The problem: Line by line, retype the whole listing exactly.

Data under study:
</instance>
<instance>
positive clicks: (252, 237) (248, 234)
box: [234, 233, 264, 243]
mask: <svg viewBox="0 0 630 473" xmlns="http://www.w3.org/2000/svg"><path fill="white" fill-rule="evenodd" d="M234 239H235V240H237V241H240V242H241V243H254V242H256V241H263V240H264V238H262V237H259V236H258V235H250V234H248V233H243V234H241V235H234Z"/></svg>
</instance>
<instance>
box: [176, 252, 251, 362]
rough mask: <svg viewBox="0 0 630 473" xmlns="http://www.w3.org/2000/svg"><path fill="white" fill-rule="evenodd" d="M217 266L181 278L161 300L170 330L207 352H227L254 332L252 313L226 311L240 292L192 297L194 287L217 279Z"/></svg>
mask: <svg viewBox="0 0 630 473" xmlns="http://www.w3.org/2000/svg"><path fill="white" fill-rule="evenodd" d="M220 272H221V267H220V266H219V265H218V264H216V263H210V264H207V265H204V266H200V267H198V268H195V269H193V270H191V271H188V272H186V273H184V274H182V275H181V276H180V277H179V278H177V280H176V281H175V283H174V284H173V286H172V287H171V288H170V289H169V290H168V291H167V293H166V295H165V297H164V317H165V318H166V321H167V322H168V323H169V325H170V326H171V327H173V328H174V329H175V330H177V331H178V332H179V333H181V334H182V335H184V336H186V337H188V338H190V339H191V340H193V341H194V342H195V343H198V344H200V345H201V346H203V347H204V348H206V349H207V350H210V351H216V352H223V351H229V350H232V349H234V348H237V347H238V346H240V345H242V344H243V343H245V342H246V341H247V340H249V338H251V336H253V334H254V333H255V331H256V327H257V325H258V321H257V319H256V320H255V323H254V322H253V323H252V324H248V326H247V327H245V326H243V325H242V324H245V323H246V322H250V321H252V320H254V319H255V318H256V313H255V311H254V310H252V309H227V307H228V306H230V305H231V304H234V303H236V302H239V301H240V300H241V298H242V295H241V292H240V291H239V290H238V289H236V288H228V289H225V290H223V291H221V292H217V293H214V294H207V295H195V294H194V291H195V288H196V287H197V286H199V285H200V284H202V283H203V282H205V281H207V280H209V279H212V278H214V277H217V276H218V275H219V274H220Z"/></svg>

Response:
</instance>
<instance>
positive clicks: (252, 237) (248, 234)
box: [234, 233, 264, 243]
mask: <svg viewBox="0 0 630 473" xmlns="http://www.w3.org/2000/svg"><path fill="white" fill-rule="evenodd" d="M234 239H235V240H237V241H240V242H241V243H254V242H256V241H263V240H264V238H262V237H259V236H258V235H250V234H248V233H243V234H241V235H234Z"/></svg>
</instance>
<instance>
box: [176, 252, 251, 362]
rough mask: <svg viewBox="0 0 630 473" xmlns="http://www.w3.org/2000/svg"><path fill="white" fill-rule="evenodd" d="M217 266L181 278L161 300L170 330L207 352H227L254 332L252 313L226 311L240 292L192 297L194 287L217 279Z"/></svg>
mask: <svg viewBox="0 0 630 473" xmlns="http://www.w3.org/2000/svg"><path fill="white" fill-rule="evenodd" d="M220 272H221V267H220V266H219V265H218V264H216V263H210V264H207V265H204V266H200V267H198V268H195V269H193V270H191V271H188V272H186V273H184V274H182V275H181V276H180V277H179V278H177V280H176V281H175V283H174V284H173V286H172V287H171V288H170V289H169V290H168V291H167V293H166V295H165V297H164V317H165V318H166V321H167V322H168V323H169V325H170V326H171V327H173V328H174V329H175V330H177V331H178V332H179V333H181V334H182V335H184V336H186V337H188V338H190V339H191V340H193V341H194V342H195V343H198V344H200V345H201V346H203V347H204V348H206V349H207V350H210V351H216V352H223V351H229V350H232V349H234V348H237V347H238V346H240V345H242V344H243V343H245V342H246V341H247V340H249V338H251V336H253V334H254V333H255V331H256V327H257V325H258V321H257V319H256V320H255V323H254V322H253V323H252V324H248V326H247V327H245V326H243V325H242V324H245V323H246V322H250V321H252V320H254V319H255V318H256V313H255V311H254V310H252V309H227V307H228V306H230V305H231V304H234V303H236V302H239V301H240V300H241V298H242V295H241V292H240V291H239V290H238V289H236V288H228V289H225V290H223V291H221V292H217V293H214V294H207V295H195V294H194V291H195V288H196V287H197V286H199V285H200V284H202V283H203V282H205V281H207V280H209V279H212V278H214V277H217V276H218V275H219V274H220Z"/></svg>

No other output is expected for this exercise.